INPUT MATERIAL below:

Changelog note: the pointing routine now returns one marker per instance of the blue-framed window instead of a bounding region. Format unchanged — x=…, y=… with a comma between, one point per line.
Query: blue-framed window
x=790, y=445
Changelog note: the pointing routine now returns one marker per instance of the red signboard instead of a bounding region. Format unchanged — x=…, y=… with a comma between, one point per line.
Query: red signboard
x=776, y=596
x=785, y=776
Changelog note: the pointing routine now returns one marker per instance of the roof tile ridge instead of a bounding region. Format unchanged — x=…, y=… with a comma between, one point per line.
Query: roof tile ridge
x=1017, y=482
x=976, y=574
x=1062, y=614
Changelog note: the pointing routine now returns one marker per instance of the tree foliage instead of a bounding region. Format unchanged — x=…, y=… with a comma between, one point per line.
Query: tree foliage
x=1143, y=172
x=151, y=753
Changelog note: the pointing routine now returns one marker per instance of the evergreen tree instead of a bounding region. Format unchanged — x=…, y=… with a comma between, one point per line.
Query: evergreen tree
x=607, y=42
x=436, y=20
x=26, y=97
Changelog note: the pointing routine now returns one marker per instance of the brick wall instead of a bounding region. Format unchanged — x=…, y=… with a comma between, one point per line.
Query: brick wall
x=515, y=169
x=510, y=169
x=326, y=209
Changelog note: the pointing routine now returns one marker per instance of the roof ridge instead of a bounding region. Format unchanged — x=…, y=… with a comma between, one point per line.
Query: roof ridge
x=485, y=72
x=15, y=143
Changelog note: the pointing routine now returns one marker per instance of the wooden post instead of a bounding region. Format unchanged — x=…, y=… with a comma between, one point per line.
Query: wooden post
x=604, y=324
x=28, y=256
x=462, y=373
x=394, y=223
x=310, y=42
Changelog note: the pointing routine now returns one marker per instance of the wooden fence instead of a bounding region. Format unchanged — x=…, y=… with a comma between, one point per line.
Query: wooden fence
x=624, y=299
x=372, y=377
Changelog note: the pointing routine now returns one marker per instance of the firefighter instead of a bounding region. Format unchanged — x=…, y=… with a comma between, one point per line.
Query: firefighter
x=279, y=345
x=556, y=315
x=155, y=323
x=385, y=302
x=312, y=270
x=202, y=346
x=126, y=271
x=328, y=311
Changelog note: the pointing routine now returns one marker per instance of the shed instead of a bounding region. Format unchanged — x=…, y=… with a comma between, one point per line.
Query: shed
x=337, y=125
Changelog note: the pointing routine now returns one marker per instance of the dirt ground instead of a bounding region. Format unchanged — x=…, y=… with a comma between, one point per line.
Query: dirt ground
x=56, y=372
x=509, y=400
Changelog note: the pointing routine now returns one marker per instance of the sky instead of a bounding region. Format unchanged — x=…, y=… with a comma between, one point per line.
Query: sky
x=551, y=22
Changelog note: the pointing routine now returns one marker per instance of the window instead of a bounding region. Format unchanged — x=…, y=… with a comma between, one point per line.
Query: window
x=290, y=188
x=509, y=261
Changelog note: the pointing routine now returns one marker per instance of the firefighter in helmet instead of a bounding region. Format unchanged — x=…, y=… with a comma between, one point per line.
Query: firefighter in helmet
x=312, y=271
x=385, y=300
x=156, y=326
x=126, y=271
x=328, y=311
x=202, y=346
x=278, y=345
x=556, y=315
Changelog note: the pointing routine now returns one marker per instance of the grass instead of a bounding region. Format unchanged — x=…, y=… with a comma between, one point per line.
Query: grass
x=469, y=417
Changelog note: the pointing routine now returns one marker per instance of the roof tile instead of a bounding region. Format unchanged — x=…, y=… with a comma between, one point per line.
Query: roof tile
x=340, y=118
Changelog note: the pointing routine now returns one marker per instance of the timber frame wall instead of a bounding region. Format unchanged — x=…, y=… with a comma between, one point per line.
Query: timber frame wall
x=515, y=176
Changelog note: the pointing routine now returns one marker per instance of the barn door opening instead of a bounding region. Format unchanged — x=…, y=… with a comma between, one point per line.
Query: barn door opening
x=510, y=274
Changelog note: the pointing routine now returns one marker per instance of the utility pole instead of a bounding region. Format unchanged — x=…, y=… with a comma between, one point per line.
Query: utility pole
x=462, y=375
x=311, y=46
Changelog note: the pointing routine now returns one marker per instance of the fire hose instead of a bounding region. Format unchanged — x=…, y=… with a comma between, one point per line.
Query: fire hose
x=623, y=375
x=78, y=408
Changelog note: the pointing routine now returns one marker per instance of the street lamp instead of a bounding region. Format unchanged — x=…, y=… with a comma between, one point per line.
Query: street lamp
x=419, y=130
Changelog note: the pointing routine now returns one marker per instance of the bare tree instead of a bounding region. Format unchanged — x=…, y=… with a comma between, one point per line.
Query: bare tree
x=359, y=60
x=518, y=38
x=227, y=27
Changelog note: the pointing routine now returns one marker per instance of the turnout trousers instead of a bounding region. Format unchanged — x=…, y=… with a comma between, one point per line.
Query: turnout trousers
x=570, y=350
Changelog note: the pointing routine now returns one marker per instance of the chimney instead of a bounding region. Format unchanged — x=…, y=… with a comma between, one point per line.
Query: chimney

End of INPUT MATERIAL.

TASK STATEMENT: Each record above should be repeated exactly.

RESPONSE:
Changelog note: the pointing routine now returns one marker per instance of the blue-framed window instead of a bounding region. Format unchanged — x=…, y=… with a comma between, one point per line.
Query: blue-framed window
x=790, y=445
Changelog note: the pointing routine now returns one marker per instance of the red signboard instead of a bounding region. Format unchanged — x=…, y=… with a comma between, one point per line.
Query: red signboard
x=776, y=596
x=785, y=776
Changelog note: the pointing routine now returns one marker per instance of the roof tile ridge instead of a bounding region. Format unchanged — x=…, y=… with a comma between, one point per line.
Query: roof tile ridge
x=1017, y=482
x=976, y=574
x=1062, y=614
Changelog note: the pointing routine now returns one marker per instance of the tree foliage instead of a bounding region. Format unchanged — x=…, y=… with a comma between, one point per line.
Query: tree foliage
x=1143, y=172
x=151, y=753
Changelog note: the pointing routine now returns one marker per instance of the evergreen tree instead of a bounding region. Format unchanged — x=…, y=… with a comma between, one point per line.
Query: evergreen tree
x=607, y=42
x=436, y=20
x=26, y=97
Changelog note: the pointing routine now returns one marker per instance of the brick wall instead of a bounding region. Format unchanged — x=…, y=… with a comma between, one point per line.
Query: brick wall
x=515, y=169
x=510, y=169
x=326, y=209
Changelog note: the pointing routine now returns one marker per instance of the roof ridge instead of a bounding region. Format unchanged — x=…, y=… with a comma between, one point per line.
Query: roof ridge
x=485, y=72
x=15, y=143
Changelog note: the pointing routine now returns one marker per instance of the wooden post instead of a bounding region. Format unchanged — x=…, y=… with a comma between, one point per line.
Query: wooden post
x=604, y=324
x=28, y=256
x=462, y=373
x=394, y=223
x=310, y=42
Changelog note: the pointing routine now returns one marker per instance of the wooden fence instead of a bounding region. Format unchanged — x=…, y=… with a comma between, one point per line.
Query: wooden fence
x=624, y=299
x=372, y=377
Changelog note: the pointing routine now returns one marker per instance of the firefighter instead of a bounding region. Format unchanged — x=…, y=… with a comma between, one point per line.
Query: firefighter
x=279, y=345
x=556, y=315
x=155, y=323
x=385, y=302
x=312, y=270
x=202, y=346
x=126, y=271
x=328, y=311
Changelog note: the pointing routine now returns one marker per instance of the shed instead of a bounding region. Format unchanged — x=…, y=… with a comma between, one point per line.
Query: shed
x=337, y=125
Changelog note: the pointing routine now returns one marker per instance of the dirt ground instead of a bounding region. Format unchanged — x=…, y=… with a comma between, one point per line.
Query: dirt ground
x=56, y=372
x=509, y=400
Changelog note: the pointing routine now returns one marker per instance of the sky instead of a bounding region. Format unchanged — x=…, y=… with a comma between, one point per line.
Query: sky
x=551, y=22
Changelog note: the pointing routine now returns one marker per instance of the window instead of a bounding region. Format unchanged — x=…, y=… with a comma between, one point per line.
Query: window
x=290, y=188
x=509, y=261
Changelog note: the pointing routine now returns one marker per instance of the firefighter in helmet instead of a bounding region. Format unchanged — x=…, y=… with a comma between, one point per line.
Query: firefighter in helmet
x=312, y=271
x=385, y=300
x=156, y=326
x=126, y=271
x=328, y=311
x=202, y=346
x=278, y=345
x=556, y=315
Changelog note: the pointing routine now returns one marker per instance of the grass instead of a bounding region. Format unchanged — x=…, y=… with a comma between, one point per line.
Query: grass
x=469, y=417
Changelog note: the pointing routine now returns one marker per instance of the roof tile instead of a bounding region. Format unchanged — x=…, y=… with a comma between, one point per line.
Query: roof tile
x=340, y=118
Changelog note: the pointing routine now returns one marker per instance of the timber frame wall instead of a bounding region. Format unchanged — x=…, y=… with a comma between, one point per line.
Query: timber frame wall
x=515, y=176
Changelog note: the pointing routine now returns one marker per instance of the barn door opening instead of a bounding region. Format unchanged — x=…, y=… with a comma between, one point per line.
Query: barn door opening
x=510, y=274
Changelog note: the pointing routine now returns one marker per instance of the utility pole instead of a bounding region. Format unchanged — x=…, y=… with a comma between, one point per line.
Query: utility pole
x=462, y=375
x=311, y=46
Changelog note: the pointing routine now returns one marker per instance of the fire hose instead of a bounding region. Format unchanged — x=…, y=… with a comma between, one point per line.
Query: fire hose
x=623, y=375
x=78, y=408
Changelog note: the pointing routine now returns one marker per instance of the street lamp instead of a bounding region. Format unchanged — x=…, y=… with a comma between, one point per line.
Query: street lamp
x=419, y=130
Changelog note: the pointing routine now returns one marker per instance of the bare tree instead of a bounding region. Format unchanged — x=…, y=… with a comma between, one point per line.
Query: bare tree
x=359, y=60
x=518, y=38
x=227, y=27
Changelog note: the pointing routine now returns one marker per instance of the turnout trousers instead of a bounding region. Format unchanged — x=…, y=… with a comma between, one point per line.
Query: turnout trousers
x=570, y=350
Changelog note: the pointing routine now returns one marker per instance of the chimney instead of a bounding region. Format unchanged — x=…, y=… with a comma between, one point per line.
Query: chimney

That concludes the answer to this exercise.